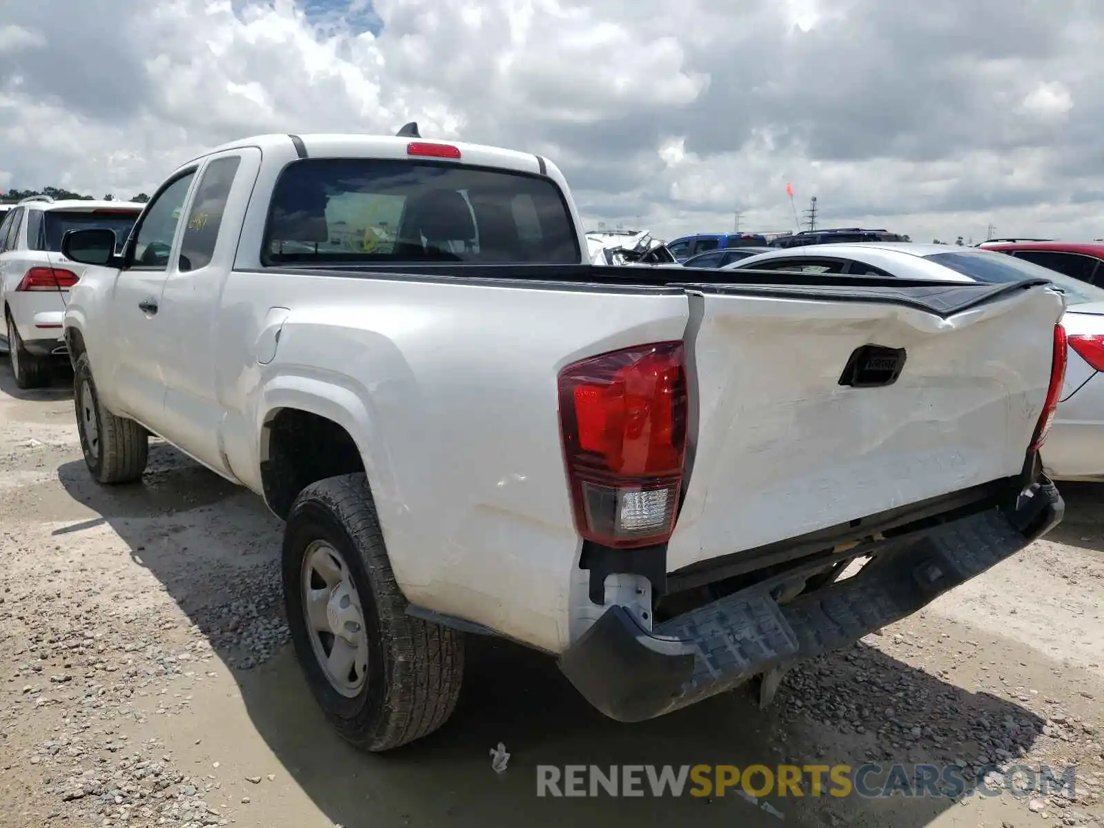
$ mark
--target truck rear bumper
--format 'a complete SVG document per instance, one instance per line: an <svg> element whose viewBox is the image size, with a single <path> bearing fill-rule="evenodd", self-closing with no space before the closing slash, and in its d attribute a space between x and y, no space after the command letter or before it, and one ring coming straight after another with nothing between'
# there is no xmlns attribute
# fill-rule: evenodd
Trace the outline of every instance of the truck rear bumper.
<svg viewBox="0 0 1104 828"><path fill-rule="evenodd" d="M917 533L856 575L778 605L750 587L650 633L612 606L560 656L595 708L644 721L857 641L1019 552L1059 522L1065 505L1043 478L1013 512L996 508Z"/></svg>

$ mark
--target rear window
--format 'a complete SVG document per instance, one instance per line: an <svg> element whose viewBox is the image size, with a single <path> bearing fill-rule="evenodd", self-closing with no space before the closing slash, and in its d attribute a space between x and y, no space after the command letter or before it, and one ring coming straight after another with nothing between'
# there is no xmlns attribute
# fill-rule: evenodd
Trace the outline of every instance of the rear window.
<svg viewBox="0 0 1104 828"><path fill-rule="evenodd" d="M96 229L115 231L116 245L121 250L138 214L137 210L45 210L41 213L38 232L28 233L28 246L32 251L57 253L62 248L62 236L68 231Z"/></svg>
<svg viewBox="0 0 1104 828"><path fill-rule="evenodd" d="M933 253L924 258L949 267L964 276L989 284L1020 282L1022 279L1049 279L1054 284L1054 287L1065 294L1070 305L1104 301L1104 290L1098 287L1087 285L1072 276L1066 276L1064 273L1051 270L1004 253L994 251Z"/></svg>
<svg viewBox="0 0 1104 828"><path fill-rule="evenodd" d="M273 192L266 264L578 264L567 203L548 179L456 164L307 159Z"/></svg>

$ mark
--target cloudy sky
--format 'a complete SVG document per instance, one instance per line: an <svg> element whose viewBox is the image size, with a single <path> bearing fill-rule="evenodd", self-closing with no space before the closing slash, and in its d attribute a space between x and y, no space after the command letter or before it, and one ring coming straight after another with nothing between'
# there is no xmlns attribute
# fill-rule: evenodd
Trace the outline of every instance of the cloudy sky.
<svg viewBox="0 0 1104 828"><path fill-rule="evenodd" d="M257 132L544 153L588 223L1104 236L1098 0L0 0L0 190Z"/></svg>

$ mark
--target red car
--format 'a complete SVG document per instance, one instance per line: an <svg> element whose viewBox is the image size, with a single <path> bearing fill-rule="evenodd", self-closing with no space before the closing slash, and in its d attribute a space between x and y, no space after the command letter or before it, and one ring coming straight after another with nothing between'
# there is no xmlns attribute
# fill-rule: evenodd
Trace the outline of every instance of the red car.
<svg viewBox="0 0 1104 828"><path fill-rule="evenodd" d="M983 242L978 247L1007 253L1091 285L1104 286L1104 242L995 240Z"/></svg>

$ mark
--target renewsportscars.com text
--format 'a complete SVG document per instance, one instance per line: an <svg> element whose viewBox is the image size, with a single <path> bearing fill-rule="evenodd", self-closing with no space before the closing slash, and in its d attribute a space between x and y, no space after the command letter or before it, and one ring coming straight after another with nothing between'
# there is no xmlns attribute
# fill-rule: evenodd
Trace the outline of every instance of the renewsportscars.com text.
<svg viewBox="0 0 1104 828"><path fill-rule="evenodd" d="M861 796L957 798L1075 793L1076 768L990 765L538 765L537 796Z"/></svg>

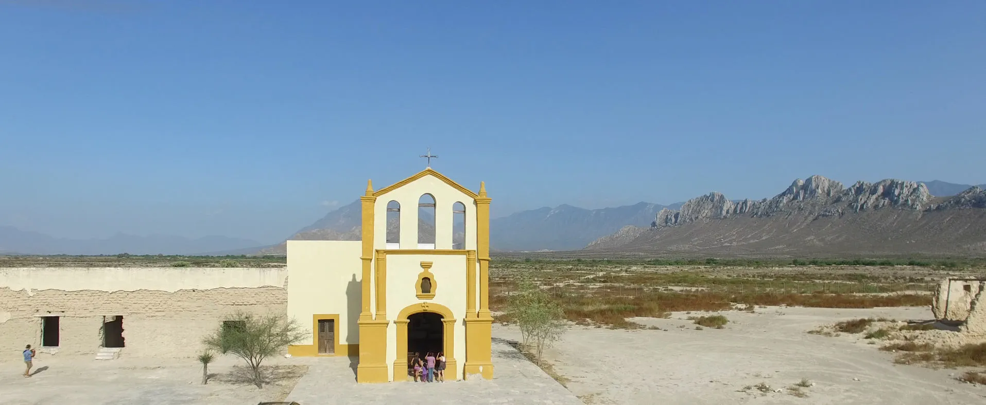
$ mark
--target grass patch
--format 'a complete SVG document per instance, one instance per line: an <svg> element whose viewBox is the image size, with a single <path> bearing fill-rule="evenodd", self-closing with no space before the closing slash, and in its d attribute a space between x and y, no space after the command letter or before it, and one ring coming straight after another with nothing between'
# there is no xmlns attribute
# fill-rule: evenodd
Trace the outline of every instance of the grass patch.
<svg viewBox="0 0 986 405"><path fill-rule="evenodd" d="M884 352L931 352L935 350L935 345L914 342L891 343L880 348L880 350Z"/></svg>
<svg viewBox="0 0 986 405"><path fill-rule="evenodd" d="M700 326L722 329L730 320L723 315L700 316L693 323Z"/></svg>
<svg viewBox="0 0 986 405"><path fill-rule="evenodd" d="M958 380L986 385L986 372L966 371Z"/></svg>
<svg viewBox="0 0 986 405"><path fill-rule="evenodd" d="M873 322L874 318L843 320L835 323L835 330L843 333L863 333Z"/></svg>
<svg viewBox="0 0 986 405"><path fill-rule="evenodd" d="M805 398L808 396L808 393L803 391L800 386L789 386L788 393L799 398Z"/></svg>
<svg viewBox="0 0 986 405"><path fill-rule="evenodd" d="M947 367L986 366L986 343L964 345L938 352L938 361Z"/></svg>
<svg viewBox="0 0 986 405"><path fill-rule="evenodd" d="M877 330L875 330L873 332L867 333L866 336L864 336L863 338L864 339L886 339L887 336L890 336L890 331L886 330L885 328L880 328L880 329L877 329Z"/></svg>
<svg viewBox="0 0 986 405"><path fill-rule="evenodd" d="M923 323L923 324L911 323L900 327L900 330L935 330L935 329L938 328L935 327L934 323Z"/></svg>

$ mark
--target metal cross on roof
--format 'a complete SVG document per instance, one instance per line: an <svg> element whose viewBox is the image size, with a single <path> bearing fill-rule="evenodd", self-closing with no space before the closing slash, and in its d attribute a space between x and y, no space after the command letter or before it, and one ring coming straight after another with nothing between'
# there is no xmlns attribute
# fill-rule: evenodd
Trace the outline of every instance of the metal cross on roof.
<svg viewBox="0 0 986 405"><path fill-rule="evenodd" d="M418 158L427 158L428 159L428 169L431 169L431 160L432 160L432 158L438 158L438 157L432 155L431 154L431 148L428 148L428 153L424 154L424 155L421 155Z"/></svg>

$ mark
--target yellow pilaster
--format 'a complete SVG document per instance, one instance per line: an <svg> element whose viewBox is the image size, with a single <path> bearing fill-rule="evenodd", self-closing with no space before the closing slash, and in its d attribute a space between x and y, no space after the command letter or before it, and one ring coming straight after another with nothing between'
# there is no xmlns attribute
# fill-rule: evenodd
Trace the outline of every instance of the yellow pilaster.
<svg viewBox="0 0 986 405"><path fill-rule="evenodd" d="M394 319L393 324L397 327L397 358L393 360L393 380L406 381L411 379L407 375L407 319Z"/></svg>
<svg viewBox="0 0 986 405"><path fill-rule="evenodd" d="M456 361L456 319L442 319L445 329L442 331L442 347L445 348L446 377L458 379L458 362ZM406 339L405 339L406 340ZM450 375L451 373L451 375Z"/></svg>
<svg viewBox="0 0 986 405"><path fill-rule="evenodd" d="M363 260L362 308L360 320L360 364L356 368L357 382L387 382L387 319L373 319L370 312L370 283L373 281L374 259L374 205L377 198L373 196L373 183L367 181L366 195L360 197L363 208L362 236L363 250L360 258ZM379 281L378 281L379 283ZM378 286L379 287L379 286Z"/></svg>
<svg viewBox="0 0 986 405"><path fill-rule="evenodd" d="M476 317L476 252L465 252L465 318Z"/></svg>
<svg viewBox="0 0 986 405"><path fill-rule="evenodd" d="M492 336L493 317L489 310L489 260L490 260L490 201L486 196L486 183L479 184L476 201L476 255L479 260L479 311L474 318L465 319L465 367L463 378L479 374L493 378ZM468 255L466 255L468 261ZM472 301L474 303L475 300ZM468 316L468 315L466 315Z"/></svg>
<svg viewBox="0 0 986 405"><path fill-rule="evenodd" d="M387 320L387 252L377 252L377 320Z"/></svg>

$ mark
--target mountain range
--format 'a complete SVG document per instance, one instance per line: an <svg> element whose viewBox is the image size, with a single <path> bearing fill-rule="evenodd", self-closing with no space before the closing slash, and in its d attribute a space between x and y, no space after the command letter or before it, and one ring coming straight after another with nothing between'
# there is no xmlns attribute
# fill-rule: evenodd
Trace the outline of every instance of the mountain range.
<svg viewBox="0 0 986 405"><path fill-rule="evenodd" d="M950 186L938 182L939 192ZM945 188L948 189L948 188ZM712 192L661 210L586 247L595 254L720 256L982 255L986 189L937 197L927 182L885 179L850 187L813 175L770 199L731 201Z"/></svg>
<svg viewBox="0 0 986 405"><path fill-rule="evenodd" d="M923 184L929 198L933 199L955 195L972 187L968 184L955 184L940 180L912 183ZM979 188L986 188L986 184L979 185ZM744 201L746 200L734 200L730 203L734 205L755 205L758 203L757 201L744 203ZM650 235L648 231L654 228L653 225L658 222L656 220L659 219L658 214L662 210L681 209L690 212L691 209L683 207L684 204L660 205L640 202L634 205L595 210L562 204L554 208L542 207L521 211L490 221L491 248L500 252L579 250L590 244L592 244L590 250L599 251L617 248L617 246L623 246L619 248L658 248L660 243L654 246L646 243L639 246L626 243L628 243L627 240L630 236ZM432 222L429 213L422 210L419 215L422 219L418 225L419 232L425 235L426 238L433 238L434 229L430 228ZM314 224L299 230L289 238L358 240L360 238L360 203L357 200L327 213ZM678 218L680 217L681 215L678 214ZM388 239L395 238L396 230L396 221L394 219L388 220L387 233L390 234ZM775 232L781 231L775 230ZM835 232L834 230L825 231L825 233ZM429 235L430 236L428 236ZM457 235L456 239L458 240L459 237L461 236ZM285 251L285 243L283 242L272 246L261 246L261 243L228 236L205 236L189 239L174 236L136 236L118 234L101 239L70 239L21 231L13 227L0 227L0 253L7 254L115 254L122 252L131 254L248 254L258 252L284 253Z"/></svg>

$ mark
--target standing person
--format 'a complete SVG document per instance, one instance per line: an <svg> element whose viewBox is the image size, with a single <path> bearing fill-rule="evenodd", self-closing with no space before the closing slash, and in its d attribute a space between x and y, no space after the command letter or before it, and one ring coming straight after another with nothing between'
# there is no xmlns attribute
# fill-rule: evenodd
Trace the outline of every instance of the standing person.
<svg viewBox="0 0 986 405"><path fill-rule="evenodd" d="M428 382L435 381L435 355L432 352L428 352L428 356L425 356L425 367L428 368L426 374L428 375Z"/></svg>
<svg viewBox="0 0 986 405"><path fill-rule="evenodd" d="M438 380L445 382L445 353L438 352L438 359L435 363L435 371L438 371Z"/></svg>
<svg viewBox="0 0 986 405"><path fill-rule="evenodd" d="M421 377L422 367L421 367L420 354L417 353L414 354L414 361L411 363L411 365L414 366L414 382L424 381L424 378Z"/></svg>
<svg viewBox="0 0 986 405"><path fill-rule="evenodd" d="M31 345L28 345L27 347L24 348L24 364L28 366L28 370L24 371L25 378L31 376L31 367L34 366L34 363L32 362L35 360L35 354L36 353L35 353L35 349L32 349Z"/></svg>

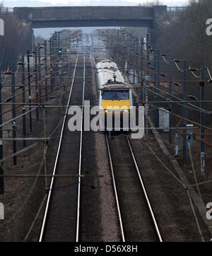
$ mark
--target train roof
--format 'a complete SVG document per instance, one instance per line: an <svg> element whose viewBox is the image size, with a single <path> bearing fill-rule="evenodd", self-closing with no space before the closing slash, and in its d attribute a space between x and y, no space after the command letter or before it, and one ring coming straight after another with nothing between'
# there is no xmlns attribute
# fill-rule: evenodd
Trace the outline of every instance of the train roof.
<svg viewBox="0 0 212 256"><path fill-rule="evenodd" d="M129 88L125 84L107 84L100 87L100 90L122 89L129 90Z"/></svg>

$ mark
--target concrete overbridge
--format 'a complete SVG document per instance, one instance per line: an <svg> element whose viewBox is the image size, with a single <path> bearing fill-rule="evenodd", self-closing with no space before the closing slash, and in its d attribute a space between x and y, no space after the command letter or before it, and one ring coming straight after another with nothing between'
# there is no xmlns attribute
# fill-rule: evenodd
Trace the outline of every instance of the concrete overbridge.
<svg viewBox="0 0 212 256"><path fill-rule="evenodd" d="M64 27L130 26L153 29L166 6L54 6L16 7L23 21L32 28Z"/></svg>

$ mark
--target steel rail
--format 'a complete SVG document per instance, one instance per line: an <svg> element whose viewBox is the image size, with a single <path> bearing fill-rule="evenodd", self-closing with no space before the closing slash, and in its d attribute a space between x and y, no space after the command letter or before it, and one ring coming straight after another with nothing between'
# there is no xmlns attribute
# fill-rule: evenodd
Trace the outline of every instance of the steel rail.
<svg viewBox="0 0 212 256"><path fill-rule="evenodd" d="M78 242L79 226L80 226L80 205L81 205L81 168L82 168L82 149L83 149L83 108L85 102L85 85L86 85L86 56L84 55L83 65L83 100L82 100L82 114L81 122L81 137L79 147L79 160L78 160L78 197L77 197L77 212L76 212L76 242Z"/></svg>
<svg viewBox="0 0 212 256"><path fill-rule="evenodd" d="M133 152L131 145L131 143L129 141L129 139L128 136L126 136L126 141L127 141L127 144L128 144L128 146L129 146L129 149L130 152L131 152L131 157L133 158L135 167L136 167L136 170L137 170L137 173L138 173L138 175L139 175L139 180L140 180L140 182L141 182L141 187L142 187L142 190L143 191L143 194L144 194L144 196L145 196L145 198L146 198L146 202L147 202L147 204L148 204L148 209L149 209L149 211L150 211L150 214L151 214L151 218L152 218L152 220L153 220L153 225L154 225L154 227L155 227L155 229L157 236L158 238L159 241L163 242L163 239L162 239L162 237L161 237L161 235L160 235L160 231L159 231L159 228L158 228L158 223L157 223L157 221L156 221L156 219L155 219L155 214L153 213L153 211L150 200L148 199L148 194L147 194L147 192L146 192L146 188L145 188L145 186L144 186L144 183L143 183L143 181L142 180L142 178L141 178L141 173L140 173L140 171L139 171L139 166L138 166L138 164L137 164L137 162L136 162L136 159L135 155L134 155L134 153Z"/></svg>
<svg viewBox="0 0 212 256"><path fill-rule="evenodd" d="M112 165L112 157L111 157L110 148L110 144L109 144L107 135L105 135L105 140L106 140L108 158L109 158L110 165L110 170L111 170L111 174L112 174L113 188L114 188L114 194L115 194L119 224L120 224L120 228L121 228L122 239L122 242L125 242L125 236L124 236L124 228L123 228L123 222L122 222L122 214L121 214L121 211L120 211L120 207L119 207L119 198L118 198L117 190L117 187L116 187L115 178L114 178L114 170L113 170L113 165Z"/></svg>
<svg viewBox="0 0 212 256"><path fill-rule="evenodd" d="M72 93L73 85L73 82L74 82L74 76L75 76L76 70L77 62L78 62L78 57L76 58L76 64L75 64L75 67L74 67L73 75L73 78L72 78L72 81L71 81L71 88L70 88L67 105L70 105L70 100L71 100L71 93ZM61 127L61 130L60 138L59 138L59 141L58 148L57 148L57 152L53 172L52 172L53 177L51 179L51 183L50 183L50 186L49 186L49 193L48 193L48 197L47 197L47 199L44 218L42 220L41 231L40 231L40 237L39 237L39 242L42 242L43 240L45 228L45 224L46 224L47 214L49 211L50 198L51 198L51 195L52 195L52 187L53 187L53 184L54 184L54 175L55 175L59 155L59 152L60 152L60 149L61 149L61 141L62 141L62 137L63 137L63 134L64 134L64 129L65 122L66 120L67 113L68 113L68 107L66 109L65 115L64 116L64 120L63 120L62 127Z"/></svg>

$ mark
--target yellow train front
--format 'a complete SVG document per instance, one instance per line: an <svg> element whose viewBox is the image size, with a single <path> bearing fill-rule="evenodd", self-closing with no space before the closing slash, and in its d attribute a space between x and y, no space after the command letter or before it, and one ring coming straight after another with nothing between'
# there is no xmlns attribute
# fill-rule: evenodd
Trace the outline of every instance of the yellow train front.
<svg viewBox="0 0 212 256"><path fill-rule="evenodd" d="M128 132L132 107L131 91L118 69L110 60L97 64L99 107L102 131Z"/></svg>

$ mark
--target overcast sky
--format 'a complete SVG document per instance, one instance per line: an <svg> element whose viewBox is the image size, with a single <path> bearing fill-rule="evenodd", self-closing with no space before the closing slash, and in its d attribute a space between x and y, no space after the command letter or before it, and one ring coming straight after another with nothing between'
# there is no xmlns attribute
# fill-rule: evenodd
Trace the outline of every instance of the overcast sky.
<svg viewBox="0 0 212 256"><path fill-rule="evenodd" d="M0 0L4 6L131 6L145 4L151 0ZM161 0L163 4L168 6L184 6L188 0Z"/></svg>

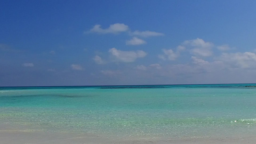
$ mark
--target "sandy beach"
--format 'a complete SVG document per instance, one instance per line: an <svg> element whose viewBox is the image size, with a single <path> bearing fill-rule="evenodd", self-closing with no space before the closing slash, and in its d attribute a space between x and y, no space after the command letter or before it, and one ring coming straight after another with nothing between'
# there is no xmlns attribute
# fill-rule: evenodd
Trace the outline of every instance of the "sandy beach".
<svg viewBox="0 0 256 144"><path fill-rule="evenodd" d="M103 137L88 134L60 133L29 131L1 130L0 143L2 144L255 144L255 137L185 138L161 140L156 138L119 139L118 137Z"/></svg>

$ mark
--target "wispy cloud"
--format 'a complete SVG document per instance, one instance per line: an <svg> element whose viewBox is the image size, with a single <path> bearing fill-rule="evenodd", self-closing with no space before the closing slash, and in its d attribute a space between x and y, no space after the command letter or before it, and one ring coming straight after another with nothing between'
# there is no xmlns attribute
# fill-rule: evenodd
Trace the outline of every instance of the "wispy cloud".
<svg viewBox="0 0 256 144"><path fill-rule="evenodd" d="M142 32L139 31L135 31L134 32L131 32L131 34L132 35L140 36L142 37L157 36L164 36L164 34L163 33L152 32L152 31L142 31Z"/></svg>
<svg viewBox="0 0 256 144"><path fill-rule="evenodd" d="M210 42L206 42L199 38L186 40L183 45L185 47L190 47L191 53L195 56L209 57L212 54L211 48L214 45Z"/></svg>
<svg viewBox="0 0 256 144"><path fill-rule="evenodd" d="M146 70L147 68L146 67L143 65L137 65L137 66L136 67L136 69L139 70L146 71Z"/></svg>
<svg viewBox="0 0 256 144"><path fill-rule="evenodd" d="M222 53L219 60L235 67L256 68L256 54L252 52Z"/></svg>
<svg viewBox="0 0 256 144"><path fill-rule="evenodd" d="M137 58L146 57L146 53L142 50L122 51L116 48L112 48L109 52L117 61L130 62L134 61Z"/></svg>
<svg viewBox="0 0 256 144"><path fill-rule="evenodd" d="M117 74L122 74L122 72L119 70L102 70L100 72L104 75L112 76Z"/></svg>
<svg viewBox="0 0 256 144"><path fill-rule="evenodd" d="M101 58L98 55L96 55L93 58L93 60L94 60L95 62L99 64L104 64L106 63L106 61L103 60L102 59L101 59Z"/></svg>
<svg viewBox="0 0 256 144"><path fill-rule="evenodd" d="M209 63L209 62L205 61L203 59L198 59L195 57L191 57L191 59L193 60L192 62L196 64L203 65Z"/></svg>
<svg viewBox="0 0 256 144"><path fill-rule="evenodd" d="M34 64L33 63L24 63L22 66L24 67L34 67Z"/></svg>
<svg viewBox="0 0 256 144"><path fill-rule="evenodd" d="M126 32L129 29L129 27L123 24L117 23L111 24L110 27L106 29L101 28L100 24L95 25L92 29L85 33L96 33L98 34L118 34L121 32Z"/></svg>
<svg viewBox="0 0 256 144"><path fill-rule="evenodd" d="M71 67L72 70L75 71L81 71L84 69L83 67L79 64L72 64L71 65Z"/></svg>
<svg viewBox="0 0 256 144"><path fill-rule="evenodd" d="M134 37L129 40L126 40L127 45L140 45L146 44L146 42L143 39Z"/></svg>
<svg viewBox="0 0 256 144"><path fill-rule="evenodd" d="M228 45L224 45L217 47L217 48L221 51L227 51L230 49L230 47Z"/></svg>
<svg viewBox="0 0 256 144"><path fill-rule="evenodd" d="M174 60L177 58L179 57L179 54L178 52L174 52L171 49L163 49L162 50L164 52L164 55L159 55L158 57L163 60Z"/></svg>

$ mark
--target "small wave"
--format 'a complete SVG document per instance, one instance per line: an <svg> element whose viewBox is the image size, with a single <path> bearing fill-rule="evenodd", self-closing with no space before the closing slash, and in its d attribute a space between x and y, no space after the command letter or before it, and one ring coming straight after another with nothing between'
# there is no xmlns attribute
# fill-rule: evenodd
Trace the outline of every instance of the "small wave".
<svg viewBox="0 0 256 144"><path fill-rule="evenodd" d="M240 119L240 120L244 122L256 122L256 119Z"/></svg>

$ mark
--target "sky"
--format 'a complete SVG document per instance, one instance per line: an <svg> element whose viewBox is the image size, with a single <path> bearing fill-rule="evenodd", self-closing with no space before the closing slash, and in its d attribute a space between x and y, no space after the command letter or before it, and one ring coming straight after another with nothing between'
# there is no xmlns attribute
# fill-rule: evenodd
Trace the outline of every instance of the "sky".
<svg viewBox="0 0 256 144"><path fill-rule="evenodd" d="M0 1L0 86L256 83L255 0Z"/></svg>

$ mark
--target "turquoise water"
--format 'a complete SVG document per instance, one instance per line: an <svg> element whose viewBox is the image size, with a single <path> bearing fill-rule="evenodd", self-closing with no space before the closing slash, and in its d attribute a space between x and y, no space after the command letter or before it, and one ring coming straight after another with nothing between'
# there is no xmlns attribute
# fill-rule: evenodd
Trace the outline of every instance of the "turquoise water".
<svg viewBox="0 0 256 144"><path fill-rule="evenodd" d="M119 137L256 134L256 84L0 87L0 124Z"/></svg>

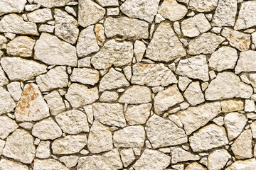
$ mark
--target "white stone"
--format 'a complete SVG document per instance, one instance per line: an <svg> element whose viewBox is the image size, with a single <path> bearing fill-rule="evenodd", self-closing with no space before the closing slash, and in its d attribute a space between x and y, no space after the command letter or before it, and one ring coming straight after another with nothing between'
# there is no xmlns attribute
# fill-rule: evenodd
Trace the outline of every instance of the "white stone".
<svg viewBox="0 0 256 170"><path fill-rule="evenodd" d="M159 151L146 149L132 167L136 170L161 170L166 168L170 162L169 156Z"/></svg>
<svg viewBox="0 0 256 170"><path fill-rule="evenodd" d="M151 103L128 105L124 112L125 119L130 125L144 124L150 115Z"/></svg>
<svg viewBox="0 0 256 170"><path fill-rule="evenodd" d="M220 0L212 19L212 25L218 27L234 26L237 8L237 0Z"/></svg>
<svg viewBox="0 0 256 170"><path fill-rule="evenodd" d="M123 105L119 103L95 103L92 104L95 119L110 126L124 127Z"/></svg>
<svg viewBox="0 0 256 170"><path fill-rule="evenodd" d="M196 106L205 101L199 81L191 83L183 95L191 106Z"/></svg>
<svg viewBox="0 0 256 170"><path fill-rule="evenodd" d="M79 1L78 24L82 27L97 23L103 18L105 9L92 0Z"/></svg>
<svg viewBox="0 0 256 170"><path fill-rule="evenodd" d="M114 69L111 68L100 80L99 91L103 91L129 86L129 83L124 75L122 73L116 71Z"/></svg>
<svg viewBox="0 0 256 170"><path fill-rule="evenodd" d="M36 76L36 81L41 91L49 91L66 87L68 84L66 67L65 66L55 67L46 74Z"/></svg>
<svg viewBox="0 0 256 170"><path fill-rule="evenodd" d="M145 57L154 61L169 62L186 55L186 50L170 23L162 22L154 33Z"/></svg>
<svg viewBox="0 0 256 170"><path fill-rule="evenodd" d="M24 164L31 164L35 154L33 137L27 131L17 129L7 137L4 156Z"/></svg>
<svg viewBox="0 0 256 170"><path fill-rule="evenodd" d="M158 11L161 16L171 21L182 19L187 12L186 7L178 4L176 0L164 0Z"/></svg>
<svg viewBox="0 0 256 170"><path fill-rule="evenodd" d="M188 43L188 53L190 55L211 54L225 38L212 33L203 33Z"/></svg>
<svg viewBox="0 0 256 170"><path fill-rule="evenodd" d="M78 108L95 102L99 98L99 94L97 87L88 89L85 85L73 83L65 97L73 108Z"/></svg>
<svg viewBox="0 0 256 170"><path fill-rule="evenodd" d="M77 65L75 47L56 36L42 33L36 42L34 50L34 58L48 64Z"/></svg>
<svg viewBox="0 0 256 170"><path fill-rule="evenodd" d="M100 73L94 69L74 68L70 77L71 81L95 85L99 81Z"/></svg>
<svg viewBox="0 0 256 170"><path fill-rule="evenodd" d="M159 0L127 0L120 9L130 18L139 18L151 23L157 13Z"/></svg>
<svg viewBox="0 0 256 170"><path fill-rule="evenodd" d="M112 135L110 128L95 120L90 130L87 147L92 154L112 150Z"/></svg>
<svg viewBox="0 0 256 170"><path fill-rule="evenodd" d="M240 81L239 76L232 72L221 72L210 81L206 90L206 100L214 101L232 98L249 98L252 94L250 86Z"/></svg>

WORK TO DO. List each line in the records that contains the string "text", copying every such line in full.

SOLUTION TO THIS EXERCISE.
--target renewsportscars.com text
Trace the outline of every instance of the renewsportscars.com text.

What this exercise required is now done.